» **Stated task**
In the records below, find the line containing "Target: serrated green leaf"; give it again exactly, along with every line that follows, and nothing else.

[Object location annotation data]
+--
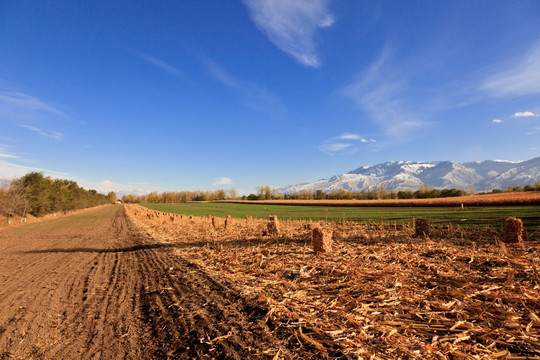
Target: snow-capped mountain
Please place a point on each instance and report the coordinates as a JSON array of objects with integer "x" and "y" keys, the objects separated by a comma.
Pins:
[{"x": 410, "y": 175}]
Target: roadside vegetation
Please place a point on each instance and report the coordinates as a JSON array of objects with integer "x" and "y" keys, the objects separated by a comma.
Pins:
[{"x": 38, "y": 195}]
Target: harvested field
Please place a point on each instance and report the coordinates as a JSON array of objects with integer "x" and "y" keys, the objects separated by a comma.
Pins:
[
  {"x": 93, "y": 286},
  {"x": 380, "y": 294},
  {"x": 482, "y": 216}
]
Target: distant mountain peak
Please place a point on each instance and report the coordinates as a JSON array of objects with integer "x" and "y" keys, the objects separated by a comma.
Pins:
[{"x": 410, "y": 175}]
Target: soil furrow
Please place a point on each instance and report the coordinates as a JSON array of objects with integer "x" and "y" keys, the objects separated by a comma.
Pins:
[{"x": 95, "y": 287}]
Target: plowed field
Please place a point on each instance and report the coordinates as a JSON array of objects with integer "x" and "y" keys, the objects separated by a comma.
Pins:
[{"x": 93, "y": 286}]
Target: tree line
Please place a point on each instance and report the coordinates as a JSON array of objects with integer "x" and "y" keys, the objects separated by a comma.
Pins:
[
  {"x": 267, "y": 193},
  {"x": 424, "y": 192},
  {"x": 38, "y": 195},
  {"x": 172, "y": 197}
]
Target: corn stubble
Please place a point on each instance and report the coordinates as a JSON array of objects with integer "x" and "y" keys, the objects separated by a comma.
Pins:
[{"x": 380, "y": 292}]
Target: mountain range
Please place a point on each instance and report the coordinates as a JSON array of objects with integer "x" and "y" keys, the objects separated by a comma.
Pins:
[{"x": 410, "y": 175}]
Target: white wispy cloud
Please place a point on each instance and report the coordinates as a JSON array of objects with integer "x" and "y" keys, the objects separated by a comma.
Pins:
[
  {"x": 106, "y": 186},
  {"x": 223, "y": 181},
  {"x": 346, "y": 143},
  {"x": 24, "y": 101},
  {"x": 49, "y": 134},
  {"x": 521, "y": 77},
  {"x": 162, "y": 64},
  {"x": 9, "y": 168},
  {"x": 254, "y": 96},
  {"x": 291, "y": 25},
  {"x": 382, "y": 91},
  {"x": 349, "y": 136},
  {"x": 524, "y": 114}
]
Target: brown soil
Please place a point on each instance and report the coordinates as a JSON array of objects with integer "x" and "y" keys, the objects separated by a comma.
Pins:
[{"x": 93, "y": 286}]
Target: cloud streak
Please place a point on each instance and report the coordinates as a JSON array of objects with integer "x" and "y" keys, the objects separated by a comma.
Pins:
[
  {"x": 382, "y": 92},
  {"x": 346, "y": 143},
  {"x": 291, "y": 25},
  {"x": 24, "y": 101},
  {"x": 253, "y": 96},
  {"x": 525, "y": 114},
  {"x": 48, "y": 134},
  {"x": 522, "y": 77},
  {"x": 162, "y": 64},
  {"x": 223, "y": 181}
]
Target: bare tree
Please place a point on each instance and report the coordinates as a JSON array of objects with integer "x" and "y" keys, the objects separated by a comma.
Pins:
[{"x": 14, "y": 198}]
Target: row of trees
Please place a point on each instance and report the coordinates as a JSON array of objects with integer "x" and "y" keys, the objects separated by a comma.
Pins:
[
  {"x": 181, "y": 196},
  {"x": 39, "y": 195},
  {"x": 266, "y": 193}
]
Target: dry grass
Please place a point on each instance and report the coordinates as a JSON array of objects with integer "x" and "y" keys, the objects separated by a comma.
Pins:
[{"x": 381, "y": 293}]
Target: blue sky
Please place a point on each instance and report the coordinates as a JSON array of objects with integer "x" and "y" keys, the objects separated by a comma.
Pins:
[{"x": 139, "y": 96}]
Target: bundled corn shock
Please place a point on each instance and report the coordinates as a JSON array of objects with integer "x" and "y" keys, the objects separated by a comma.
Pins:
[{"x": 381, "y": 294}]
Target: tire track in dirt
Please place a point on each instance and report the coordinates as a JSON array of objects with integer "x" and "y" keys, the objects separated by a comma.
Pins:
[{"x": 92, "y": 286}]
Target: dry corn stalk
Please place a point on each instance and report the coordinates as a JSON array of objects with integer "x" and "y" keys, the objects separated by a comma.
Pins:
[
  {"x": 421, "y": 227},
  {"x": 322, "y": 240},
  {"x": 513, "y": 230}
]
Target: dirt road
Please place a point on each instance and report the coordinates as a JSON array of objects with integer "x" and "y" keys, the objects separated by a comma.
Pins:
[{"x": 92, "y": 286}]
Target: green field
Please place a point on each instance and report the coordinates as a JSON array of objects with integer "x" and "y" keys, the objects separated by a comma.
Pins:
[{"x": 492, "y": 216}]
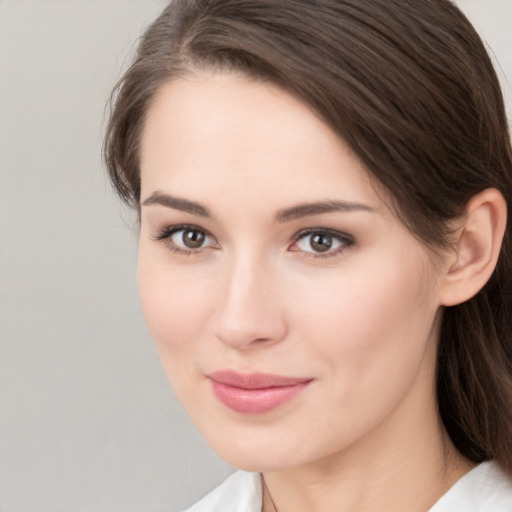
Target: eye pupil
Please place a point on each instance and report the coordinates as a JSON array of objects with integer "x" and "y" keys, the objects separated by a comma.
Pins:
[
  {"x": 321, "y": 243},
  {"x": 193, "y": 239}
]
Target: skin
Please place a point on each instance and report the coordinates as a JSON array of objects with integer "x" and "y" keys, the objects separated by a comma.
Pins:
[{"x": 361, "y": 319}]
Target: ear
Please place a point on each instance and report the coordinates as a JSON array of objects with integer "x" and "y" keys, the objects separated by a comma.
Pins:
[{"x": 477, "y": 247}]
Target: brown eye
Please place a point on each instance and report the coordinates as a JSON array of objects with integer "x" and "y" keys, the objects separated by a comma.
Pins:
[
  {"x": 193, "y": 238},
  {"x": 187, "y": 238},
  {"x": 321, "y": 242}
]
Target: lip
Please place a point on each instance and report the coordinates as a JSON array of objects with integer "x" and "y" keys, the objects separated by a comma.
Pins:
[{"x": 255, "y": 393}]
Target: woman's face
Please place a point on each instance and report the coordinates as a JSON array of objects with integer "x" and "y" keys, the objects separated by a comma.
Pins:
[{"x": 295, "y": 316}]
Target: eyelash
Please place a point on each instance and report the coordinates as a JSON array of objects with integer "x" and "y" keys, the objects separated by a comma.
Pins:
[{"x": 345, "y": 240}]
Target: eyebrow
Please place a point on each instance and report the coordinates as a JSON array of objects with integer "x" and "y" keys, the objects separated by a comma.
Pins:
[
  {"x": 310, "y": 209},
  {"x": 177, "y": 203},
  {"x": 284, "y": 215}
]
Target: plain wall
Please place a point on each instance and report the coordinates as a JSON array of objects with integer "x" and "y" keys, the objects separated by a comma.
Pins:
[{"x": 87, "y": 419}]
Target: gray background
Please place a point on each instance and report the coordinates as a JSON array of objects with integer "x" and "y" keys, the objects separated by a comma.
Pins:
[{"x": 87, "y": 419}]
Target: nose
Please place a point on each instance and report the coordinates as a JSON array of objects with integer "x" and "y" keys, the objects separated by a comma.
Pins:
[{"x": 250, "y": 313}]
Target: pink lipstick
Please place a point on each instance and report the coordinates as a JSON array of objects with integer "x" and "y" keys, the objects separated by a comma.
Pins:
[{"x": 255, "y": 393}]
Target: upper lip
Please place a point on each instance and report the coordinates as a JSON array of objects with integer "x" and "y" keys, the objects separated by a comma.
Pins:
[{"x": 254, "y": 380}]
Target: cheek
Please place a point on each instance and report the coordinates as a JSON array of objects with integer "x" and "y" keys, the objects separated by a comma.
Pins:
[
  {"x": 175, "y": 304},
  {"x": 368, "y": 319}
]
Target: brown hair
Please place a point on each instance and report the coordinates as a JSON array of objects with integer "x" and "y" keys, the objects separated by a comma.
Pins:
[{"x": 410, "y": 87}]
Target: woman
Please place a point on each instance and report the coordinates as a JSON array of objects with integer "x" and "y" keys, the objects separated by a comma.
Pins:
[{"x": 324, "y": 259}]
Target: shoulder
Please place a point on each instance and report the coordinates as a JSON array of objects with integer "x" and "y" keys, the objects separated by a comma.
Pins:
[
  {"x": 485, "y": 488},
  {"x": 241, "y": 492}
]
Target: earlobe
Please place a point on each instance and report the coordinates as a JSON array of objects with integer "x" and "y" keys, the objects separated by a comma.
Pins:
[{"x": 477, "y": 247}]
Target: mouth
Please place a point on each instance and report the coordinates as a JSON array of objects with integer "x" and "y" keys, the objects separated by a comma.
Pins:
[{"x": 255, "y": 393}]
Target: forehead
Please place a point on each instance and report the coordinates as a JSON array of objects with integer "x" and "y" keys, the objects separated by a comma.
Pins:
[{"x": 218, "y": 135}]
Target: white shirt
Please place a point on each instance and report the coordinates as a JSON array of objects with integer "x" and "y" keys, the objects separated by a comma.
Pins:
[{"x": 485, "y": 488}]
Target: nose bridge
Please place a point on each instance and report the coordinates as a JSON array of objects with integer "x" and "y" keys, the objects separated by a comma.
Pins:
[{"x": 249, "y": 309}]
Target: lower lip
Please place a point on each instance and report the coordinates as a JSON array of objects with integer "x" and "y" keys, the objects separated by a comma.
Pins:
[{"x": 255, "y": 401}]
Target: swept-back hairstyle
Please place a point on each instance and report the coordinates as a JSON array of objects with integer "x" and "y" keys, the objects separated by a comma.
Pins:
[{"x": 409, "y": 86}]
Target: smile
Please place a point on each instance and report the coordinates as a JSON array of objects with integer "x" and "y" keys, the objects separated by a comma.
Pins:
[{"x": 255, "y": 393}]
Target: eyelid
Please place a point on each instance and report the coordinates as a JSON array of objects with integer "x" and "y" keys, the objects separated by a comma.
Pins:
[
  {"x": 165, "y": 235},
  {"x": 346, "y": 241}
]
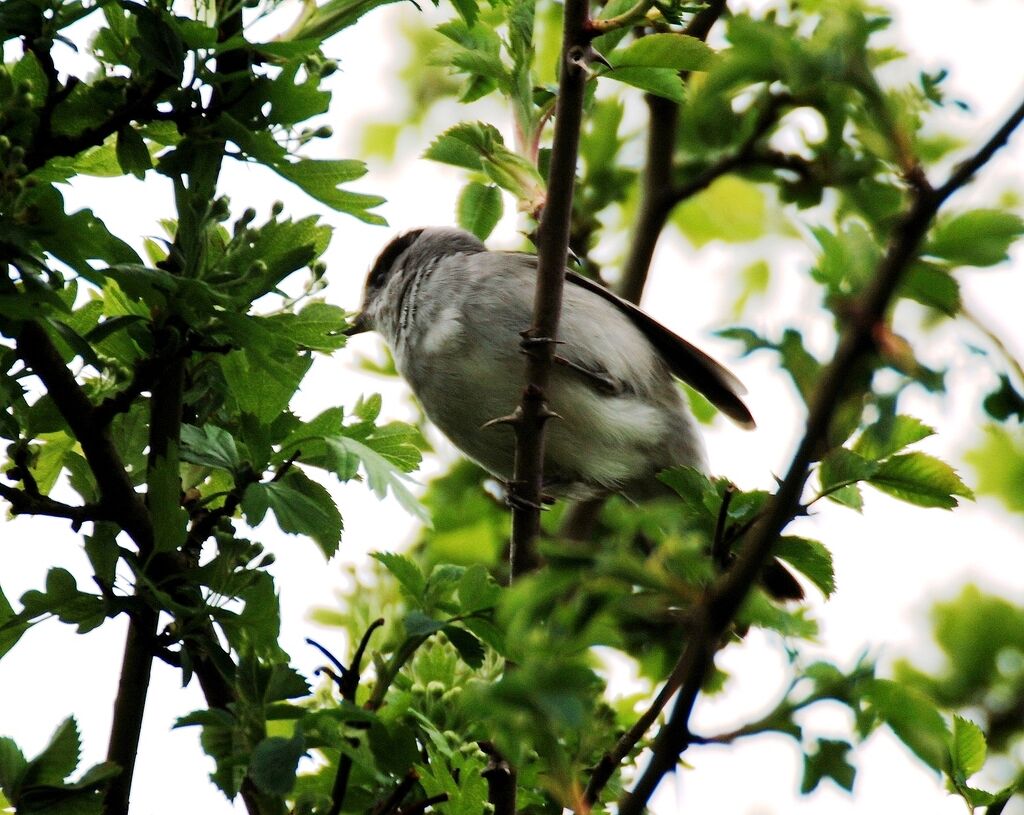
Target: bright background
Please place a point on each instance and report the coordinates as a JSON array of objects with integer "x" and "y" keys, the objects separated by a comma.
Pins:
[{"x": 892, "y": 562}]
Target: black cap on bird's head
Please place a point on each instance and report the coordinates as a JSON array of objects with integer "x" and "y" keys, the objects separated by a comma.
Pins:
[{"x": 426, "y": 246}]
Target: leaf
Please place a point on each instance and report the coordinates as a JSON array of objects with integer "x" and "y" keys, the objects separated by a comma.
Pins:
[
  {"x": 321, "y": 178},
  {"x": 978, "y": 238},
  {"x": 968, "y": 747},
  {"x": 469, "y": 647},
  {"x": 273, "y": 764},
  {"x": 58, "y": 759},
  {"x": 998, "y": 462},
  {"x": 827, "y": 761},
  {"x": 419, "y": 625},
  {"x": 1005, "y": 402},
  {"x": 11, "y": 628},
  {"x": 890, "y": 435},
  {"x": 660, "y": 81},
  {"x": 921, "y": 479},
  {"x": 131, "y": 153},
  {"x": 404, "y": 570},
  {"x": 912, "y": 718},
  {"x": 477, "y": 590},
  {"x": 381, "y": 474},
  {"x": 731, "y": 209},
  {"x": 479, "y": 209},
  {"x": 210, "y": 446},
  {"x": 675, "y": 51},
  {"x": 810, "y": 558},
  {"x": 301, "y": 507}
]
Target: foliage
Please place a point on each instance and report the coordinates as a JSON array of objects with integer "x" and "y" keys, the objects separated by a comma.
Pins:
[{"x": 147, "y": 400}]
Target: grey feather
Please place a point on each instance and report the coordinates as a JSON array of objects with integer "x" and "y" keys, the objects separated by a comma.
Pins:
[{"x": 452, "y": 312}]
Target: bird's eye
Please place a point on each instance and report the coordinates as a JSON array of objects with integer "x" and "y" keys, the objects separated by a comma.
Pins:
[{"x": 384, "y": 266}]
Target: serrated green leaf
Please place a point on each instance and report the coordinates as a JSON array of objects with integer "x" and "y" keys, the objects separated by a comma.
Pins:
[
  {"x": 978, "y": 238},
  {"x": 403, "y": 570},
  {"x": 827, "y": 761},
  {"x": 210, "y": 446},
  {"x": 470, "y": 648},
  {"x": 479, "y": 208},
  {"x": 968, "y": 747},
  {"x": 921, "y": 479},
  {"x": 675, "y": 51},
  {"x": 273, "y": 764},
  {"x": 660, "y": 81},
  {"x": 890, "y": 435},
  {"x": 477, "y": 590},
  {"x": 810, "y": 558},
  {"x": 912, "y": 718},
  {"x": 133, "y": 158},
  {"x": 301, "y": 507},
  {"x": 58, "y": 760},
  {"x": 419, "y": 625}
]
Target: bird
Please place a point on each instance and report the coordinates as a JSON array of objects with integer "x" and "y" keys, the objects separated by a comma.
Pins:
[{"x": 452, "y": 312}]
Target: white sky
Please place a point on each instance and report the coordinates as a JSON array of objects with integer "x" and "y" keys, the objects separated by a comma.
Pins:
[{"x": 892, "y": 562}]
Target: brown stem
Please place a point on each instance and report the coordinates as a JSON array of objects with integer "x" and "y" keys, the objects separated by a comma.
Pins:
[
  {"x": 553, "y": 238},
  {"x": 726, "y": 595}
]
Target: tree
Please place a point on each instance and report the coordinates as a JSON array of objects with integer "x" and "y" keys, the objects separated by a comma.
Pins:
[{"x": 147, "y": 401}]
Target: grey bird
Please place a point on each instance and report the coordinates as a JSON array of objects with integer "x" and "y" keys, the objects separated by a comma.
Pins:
+--
» **Full answer**
Target: serrated green leaf
Please place a point on each instance and report the coordinates as a JSON array of objects with integer "x" and "y" keys, the objects separated by a comma.
Pins:
[
  {"x": 978, "y": 238},
  {"x": 403, "y": 570},
  {"x": 827, "y": 761},
  {"x": 210, "y": 446},
  {"x": 470, "y": 648},
  {"x": 479, "y": 208},
  {"x": 968, "y": 747},
  {"x": 921, "y": 479},
  {"x": 675, "y": 51},
  {"x": 273, "y": 764},
  {"x": 660, "y": 81},
  {"x": 890, "y": 435},
  {"x": 477, "y": 590},
  {"x": 810, "y": 558},
  {"x": 912, "y": 718},
  {"x": 133, "y": 158},
  {"x": 301, "y": 507},
  {"x": 58, "y": 760},
  {"x": 419, "y": 625}
]
Target: bird
Please place a point on each instance and report the coordinates as a JSON array of objects with integer "x" and "y" keys, the objects separated by a comma.
Pins:
[{"x": 452, "y": 312}]
Target: white sky
Please place a point on each instance and report the coordinates as a JSON array of objects with integer "x" and "y" keys, the objects separated by a comma.
Pins:
[{"x": 892, "y": 562}]
Target: brown stem
Please place a point on each instance and report the coordinates as a JSON array of objects with integer "x" and "y" keys, the objects separated by a comma.
Pins:
[
  {"x": 553, "y": 238},
  {"x": 726, "y": 595}
]
Target: tree
Please place a point on each instance and report the coordinates as a JSON array of objects with integer "x" and "y" keys, the objects separated by a comma.
Pins:
[{"x": 147, "y": 401}]
Target: grey bird
Please place a point on each instance and report the coordinates as a JSON array of objects with integer "x" and "y" keys, the objects separated by a comma.
Pins:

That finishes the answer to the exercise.